* [EXERCISE MATERIAL]:
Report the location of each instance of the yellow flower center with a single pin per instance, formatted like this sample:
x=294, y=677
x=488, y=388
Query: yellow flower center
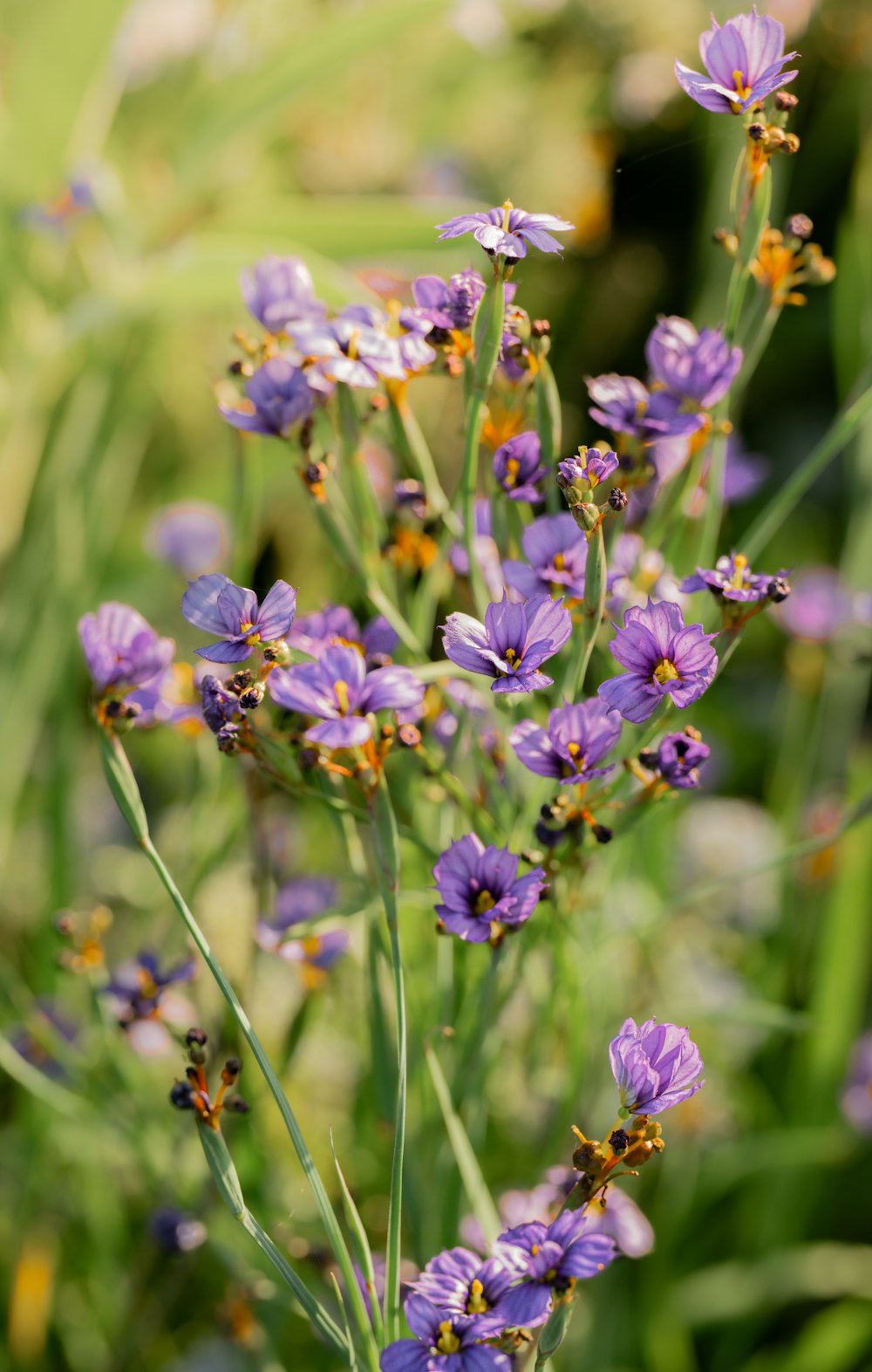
x=665, y=671
x=476, y=1304
x=447, y=1341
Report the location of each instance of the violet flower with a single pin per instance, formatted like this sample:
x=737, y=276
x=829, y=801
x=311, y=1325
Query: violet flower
x=663, y=658
x=697, y=366
x=679, y=759
x=512, y=644
x=555, y=1256
x=743, y=62
x=278, y=290
x=624, y=405
x=462, y=1283
x=442, y=1343
x=517, y=467
x=505, y=231
x=480, y=890
x=577, y=737
x=656, y=1067
x=732, y=579
x=121, y=648
x=278, y=395
x=339, y=691
x=218, y=605
x=557, y=553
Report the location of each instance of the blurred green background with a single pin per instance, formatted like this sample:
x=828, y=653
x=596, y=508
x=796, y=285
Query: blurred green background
x=213, y=132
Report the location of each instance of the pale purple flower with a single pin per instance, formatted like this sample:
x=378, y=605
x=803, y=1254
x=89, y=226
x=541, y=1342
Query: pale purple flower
x=480, y=890
x=512, y=644
x=656, y=1067
x=218, y=605
x=192, y=536
x=743, y=62
x=732, y=579
x=520, y=229
x=663, y=658
x=577, y=737
x=624, y=405
x=278, y=395
x=121, y=648
x=555, y=550
x=857, y=1091
x=339, y=691
x=442, y=1343
x=697, y=366
x=517, y=467
x=278, y=290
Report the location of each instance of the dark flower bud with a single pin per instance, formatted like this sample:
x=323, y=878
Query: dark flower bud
x=251, y=697
x=778, y=589
x=800, y=227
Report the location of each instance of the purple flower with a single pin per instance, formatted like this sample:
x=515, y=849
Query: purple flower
x=697, y=366
x=512, y=644
x=218, y=605
x=557, y=550
x=576, y=739
x=278, y=290
x=337, y=625
x=857, y=1091
x=461, y=1283
x=192, y=536
x=506, y=231
x=517, y=467
x=663, y=658
x=121, y=648
x=656, y=1067
x=743, y=62
x=480, y=890
x=555, y=1256
x=732, y=579
x=442, y=1343
x=278, y=395
x=679, y=759
x=339, y=691
x=624, y=405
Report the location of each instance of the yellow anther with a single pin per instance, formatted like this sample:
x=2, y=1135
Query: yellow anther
x=665, y=671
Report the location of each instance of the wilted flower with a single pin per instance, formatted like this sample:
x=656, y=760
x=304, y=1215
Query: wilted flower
x=679, y=759
x=576, y=739
x=192, y=536
x=505, y=231
x=732, y=579
x=339, y=691
x=743, y=62
x=624, y=405
x=555, y=1256
x=277, y=397
x=443, y=1343
x=656, y=1067
x=557, y=553
x=481, y=891
x=278, y=290
x=218, y=605
x=697, y=366
x=517, y=467
x=512, y=644
x=121, y=648
x=663, y=658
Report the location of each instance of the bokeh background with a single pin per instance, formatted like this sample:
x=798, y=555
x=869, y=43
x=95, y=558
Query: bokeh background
x=208, y=133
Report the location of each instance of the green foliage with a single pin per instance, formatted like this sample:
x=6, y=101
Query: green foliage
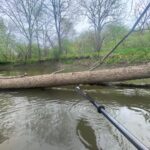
x=135, y=49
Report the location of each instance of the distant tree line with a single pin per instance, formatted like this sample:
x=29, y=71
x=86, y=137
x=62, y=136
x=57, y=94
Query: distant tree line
x=42, y=29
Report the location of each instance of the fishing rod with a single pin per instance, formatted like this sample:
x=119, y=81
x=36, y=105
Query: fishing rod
x=121, y=128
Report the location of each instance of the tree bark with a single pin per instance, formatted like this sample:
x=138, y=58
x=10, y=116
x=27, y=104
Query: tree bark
x=74, y=78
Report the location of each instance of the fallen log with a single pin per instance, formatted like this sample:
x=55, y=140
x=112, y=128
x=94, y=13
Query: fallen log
x=74, y=78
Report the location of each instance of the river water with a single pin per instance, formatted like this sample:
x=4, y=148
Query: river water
x=59, y=119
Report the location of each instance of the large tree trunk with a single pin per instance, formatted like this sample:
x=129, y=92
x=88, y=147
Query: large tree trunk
x=85, y=77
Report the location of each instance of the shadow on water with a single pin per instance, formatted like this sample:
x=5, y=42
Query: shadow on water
x=59, y=119
x=86, y=135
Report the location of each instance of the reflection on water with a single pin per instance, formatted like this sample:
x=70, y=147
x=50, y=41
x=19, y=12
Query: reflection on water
x=61, y=120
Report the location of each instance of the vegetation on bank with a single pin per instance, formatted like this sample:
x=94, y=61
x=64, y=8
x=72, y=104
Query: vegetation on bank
x=135, y=49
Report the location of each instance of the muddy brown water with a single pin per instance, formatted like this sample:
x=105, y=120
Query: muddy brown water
x=59, y=119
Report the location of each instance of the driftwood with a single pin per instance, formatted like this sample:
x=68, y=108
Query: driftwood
x=74, y=78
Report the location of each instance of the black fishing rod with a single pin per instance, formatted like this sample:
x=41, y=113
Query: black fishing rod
x=121, y=128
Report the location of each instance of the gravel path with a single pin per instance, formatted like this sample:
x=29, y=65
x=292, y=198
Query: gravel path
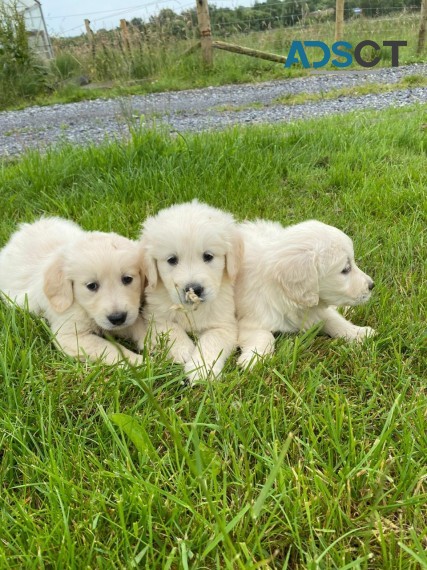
x=200, y=109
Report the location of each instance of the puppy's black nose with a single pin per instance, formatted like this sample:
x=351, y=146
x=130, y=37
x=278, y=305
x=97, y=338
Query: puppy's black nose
x=117, y=318
x=198, y=289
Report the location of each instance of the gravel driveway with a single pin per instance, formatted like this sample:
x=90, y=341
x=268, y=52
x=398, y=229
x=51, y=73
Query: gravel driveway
x=201, y=109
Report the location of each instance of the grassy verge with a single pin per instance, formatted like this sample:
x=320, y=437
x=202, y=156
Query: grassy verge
x=165, y=64
x=316, y=459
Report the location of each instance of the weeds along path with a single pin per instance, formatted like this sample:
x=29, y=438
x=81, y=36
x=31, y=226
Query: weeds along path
x=213, y=108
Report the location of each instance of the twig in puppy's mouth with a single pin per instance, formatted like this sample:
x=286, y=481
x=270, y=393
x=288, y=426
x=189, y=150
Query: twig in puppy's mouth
x=190, y=298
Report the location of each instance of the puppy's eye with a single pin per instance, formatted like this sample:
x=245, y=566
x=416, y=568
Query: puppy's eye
x=94, y=286
x=172, y=260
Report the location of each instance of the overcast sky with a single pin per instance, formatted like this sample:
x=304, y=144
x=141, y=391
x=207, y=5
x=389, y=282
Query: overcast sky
x=65, y=17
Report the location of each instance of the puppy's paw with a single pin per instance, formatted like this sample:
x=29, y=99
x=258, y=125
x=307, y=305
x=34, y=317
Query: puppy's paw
x=358, y=334
x=198, y=371
x=248, y=359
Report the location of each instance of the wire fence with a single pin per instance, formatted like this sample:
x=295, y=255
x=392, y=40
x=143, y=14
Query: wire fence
x=136, y=49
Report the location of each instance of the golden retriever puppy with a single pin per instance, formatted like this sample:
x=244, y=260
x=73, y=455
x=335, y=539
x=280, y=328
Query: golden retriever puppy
x=84, y=283
x=293, y=278
x=192, y=253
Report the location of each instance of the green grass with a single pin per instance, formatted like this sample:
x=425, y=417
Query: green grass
x=316, y=459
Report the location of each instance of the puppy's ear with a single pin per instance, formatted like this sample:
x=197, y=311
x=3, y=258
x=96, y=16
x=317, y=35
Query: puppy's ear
x=57, y=288
x=234, y=255
x=298, y=276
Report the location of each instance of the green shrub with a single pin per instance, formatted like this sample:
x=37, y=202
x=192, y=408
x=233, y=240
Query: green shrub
x=21, y=75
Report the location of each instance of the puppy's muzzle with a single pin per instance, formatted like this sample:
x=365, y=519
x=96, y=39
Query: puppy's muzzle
x=196, y=289
x=117, y=319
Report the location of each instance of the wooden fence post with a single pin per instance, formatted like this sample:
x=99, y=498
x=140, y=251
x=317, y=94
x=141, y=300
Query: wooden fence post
x=125, y=35
x=91, y=37
x=339, y=20
x=423, y=27
x=205, y=31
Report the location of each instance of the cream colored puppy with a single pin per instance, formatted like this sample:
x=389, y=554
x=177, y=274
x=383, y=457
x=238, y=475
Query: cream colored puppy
x=293, y=278
x=84, y=283
x=192, y=253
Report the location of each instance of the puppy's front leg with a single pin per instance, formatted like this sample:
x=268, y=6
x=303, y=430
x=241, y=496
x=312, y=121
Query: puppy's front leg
x=336, y=326
x=87, y=345
x=212, y=350
x=254, y=343
x=136, y=332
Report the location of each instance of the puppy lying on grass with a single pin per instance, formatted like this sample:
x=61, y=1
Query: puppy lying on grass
x=292, y=279
x=192, y=253
x=84, y=283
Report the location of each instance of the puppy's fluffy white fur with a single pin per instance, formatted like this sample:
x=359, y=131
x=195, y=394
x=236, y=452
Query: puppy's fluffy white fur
x=192, y=254
x=83, y=283
x=291, y=279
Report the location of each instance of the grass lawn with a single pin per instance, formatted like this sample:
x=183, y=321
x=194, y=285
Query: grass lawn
x=316, y=459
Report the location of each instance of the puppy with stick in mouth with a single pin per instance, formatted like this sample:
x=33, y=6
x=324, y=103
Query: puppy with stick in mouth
x=192, y=253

* [PROBLEM DESCRIPTION]:
Starting at the line that contains "Report the location of each instance of the puppy's black", reproduce each line through the line that contains "x=190, y=298" exactly. Include both of those lines.

* [ANSWER TO THE PROBLEM]:
Report the location of each instance of the puppy's black nose with a single pin per instance, formatted like this sample:
x=351, y=146
x=130, y=37
x=278, y=305
x=97, y=338
Query: puppy's black nose
x=117, y=318
x=198, y=289
Report the location of each instance of the gravel driveway with a single pin per instance, formatted like this sample:
x=90, y=341
x=268, y=52
x=398, y=229
x=51, y=73
Query: gravel driveway
x=201, y=109
Report the location of each instance of the grassy verge with a single pin per instance, formatted like this sample:
x=320, y=437
x=202, y=156
Query: grassy verge
x=165, y=64
x=316, y=459
Report the location of each instance of the weeds along path with a single pin per instance, formatted like this sample:
x=29, y=438
x=81, y=36
x=31, y=226
Query: weeds along path
x=213, y=108
Report the location of each instance of the twig in puppy's mouth with a single pin per instance, formatted like this sample:
x=286, y=481
x=270, y=393
x=288, y=426
x=189, y=150
Query: twig in puppy's mouth
x=190, y=298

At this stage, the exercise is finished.